[Source document]:
****************************************
Treatment & Research News

Targeting the Gut in Fibro

Your gut bacteria or microbiota form a living community that communicates with your brain. In fact, your microbiota exert significant control over your overall health. Five years ago, Amir Minerbi, M.D., Ph.D., of Israel published a groundbreaking study showing microbiota abnormalities in fibromyalgia.1 Today, the microbiota is the focus of a novel method to treat fibromyalgia.

If studying your gut microbes seems off topic for fibromyalgia, see our article on Gut Influences. Ordinarily, the microbiota and central nervous system have a “healthy” relationship. But in people with fibromyalgia, the bugs living in the gut are different from healthy, pain-free people. New research by Minerbi’s team reveals that the altered microbiota are linked to fibromyalgia symptoms.2

Transferring Fibro to Mice

Transplanting the microbiota from fibromyalgia patients into the digestive tract of mice causes the animals to become pain sensitive. The process is called fecal microbiota transplantation (FMT).  The changes in pain sensitivity during the first two weeks are linked to alterations in the mouse’s microbiota. Not only does the microbiota of the mice mimic that of the fibromyalgia patients, but the mice also develop fatigue. FMT from healthy people has no impact on symptoms or the mouse’s microbiota.

Pain Precedes Depression

All too often, fibromyalgia is wrongly dismissed as depression or anxiety. The medical community calls these “affective traits.” Understandably, affective traits negatively impact a person’s health and contribute to reduce pain thresholds. However, it is frustrating for patients to be told that their fibromyalgia is caused by their state of mind.

To set the record straight, Minerbi selected fibromyalgia patients who did not have symptoms of depression or anxiety. “It was important to show that pain hypersensitivity is not mediated by affective traits,” says Minerbi. “The fact that pain is detectable in the mice days following FMT but depressive signs arise months later is a hint that pain precedes depression.”
****************************************
[Data extracts]:
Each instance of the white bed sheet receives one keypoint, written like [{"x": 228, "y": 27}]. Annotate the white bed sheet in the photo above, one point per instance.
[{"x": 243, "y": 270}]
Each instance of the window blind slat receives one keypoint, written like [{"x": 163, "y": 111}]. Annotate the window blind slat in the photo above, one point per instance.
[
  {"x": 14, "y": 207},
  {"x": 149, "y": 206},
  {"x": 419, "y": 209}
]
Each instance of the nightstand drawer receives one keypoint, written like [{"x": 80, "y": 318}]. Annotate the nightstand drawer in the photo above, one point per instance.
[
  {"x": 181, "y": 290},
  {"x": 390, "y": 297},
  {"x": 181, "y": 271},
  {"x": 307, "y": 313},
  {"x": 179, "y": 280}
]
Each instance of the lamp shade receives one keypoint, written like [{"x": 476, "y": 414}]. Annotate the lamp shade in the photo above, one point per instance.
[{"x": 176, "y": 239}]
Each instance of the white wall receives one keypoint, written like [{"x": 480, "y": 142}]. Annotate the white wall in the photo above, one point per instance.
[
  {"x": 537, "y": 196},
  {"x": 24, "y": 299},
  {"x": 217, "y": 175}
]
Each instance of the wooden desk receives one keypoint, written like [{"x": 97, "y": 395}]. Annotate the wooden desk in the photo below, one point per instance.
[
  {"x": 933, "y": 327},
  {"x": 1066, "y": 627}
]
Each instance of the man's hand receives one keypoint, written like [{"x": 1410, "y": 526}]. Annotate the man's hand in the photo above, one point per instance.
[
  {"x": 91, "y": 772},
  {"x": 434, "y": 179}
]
****************************************
[Aim of the task]:
Copy the fibromyalgia gut research article above in full, word for word, keeping its headings, paragraphs and punctuation.

[Response to this exercise]:
Treatment & Research News

Targeting the Gut in Fibro

Your gut bacteria or microbiota form a living community that communicates with your brain. In fact, your microbiota exert significant control over your overall health. Five years ago, Amir Minerbi, M.D., Ph.D., of Israel published a groundbreaking study showing microbiota abnormalities in fibromyalgia.1 Today, the microbiota is the focus of a novel method to treat fibromyalgia.

If studying your gut microbes seems off topic for fibromyalgia, see our article on Gut Influences. Ordinarily, the microbiota and central nervous system have a “healthy” relationship. But in people with fibromyalgia, the bugs living in the gut are different from healthy, pain-free people. New research by Minerbi’s team reveals that the altered microbiota are linked to fibromyalgia symptoms.2

Transferring Fibro to Mice

Transplanting the microbiota from fibromyalgia patients into the digestive tract of mice causes the animals to become pain sensitive. The process is called fecal microbiota transplantation (FMT).  The changes in pain sensitivity during the first two weeks are linked to alterations in the mouse’s microbiota. Not only does the microbiota of the mice mimic that of the fibromyalgia patients, but the mice also develop fatigue. FMT from healthy people has no impact on symptoms or the mouse’s microbiota.

Pain Precedes Depression

All too often, fibromyalgia is wrongly dismissed as depression or anxiety. The medical community calls these “affective traits.” Understandably, affective traits negatively impact a person’s health and contribute to reduce pain thresholds. However, it is frustrating for patients to be told that their fibromyalgia is caused by their state of mind.

To set the record straight, Minerbi selected fibromyalgia patients who did not have symptoms of depression or anxiety. “It was important to show that pain hypersensitivity is not mediated by affective traits,” says Minerbi. “The fact that pain is detectable in the mice days following FMT but depressive signs arise months later is a hint that pain precedes depression.”